_WHAT THIS TASK INVOLVES_.
Using the listing below, output only the lines from the one that contains "Please annotate the horse withers" through the one that contains "Please annotate the horse mane", inclusive, exactly as given and without images.

_DATA RECORDS_.
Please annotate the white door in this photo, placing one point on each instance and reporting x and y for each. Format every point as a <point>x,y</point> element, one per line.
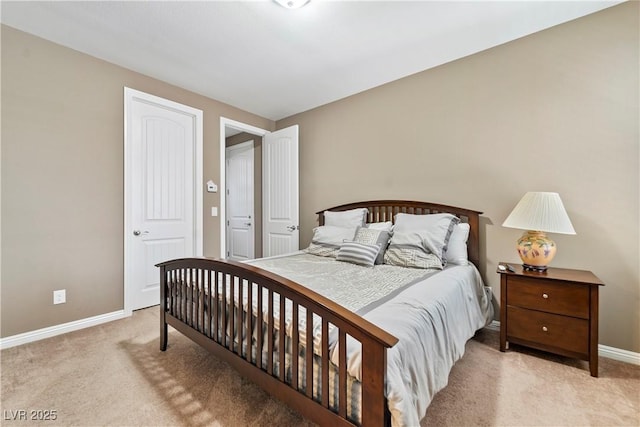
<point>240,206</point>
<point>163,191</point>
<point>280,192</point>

--

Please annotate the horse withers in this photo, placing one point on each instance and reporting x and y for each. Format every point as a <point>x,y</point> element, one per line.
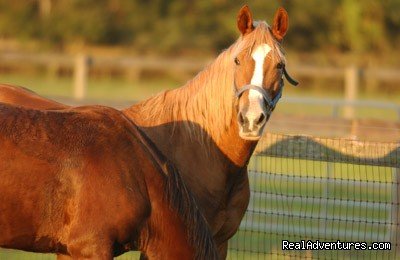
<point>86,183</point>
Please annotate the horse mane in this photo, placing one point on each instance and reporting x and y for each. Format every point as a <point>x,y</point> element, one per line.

==

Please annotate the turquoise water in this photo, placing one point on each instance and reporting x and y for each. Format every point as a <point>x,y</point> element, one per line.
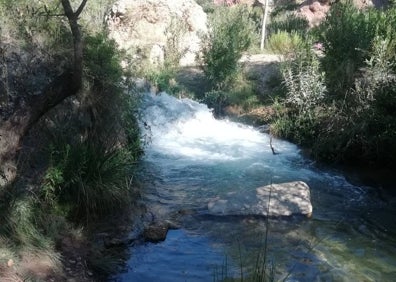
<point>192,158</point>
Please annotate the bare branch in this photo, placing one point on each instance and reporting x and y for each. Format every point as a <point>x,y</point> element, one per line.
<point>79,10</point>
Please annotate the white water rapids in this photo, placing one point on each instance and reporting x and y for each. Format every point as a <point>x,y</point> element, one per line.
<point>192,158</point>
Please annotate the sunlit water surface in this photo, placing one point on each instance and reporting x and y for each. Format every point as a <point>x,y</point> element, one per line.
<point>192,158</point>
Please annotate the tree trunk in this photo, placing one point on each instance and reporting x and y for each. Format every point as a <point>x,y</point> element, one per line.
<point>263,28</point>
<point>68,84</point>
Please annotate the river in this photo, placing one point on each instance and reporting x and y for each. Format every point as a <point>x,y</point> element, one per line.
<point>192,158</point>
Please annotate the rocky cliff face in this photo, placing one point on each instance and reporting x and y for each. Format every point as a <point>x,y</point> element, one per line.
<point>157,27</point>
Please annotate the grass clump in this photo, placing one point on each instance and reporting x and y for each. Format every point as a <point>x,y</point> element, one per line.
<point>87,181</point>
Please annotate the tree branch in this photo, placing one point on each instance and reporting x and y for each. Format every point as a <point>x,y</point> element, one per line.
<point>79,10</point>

_FINISHED TASK_.
Please annotate the horse withers in this photo, placing one point on each instance and reporting x and y for each. Format every point as a <point>x,y</point> element, one per line.
<point>86,183</point>
Please annotate the horse mane in this photo, placing one point on each instance and reporting x and y for each. Format every point as a <point>x,y</point> element, one per line.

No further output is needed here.